--- Assignment ---
Of the entries that follow, how many lines hold the word "logo"? Reply with the number only.

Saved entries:

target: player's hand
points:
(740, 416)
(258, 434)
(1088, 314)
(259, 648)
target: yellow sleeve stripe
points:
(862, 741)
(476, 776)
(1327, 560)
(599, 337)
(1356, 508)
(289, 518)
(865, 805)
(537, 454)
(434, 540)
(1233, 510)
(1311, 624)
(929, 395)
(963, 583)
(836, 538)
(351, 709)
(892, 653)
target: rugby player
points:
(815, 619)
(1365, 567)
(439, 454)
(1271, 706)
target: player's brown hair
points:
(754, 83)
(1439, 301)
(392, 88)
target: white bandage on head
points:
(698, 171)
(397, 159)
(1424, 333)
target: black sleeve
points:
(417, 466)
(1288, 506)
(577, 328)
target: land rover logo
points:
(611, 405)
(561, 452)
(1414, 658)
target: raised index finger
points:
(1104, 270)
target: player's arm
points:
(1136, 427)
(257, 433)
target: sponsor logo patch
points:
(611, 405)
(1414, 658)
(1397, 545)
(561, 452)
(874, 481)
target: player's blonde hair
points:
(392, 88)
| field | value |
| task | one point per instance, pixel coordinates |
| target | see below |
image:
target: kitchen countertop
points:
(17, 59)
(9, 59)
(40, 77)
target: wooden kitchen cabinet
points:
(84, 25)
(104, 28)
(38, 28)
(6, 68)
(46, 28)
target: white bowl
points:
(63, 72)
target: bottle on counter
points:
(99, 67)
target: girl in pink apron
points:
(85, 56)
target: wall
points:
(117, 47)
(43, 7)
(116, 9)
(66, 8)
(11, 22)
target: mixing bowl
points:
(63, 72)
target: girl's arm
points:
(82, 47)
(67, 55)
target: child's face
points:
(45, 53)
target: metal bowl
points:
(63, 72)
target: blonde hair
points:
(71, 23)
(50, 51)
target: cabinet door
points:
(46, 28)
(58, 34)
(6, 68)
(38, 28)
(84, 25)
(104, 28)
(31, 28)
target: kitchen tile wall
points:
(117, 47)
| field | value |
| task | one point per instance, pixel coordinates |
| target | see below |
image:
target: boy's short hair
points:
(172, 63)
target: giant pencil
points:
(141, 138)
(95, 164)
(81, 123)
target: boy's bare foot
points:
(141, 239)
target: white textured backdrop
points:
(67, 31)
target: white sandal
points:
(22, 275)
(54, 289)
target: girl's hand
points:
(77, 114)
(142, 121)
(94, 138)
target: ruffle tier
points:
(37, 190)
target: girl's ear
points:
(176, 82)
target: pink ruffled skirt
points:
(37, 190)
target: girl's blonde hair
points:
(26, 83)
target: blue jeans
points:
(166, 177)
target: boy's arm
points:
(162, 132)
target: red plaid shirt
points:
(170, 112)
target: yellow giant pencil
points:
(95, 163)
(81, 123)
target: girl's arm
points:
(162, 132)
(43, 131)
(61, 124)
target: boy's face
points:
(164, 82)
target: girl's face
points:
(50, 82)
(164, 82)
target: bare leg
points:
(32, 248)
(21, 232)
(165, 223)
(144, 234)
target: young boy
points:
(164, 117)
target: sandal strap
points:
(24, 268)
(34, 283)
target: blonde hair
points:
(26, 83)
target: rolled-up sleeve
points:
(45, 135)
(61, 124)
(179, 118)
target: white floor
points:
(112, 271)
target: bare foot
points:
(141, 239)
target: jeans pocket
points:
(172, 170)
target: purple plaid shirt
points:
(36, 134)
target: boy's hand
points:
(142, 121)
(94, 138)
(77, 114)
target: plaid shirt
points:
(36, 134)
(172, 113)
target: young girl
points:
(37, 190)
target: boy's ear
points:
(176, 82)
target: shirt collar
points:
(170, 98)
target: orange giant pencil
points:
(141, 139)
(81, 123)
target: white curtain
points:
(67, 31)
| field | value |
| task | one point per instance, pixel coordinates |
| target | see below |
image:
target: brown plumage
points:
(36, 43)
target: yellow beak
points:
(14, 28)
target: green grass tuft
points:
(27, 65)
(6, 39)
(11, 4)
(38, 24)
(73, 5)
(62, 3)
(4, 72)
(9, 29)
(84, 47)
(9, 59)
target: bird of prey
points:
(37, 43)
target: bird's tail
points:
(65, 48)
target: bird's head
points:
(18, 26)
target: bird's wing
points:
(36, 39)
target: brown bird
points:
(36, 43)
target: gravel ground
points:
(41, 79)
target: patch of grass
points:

--- Response below ---
2